Report every line of the entries that contains the word "sponsor".

-- Opening Marker --

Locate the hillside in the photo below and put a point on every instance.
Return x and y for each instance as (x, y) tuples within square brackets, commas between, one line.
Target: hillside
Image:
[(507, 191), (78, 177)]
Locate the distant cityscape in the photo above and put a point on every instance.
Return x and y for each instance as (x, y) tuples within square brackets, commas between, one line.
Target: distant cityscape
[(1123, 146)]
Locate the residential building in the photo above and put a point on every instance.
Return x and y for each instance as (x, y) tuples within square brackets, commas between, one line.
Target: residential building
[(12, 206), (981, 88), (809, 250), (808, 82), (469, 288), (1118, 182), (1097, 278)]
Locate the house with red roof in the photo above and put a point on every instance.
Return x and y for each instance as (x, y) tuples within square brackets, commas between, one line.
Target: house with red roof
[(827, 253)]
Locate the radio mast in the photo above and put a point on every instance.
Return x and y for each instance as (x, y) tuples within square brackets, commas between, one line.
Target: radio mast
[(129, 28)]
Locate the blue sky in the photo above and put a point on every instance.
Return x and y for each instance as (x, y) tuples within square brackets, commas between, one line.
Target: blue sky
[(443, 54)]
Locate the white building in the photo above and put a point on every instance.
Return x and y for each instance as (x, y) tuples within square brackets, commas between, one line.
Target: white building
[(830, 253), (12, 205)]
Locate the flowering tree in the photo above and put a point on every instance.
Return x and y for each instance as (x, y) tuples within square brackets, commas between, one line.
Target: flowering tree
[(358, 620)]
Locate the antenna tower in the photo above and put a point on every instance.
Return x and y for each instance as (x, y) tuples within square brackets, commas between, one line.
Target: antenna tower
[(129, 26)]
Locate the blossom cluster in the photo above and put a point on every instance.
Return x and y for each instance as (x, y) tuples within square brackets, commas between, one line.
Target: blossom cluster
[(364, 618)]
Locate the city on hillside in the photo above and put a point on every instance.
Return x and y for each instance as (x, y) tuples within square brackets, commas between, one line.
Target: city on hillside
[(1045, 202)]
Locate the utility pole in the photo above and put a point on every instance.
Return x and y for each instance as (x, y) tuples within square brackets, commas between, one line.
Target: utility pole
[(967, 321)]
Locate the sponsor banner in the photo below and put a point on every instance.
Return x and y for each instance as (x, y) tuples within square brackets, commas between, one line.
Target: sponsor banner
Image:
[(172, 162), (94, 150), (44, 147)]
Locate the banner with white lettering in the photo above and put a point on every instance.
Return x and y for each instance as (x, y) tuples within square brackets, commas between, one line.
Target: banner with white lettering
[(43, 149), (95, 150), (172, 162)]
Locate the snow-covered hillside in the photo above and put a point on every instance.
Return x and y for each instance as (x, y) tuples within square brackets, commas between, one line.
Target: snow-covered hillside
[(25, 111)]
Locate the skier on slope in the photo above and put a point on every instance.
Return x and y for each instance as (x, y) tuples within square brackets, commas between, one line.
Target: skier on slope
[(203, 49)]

-- Closing Marker --

Reply to the exercise:
Locate the sponsor banner in the photo below and put a point on every instance.
Target: sponsor banner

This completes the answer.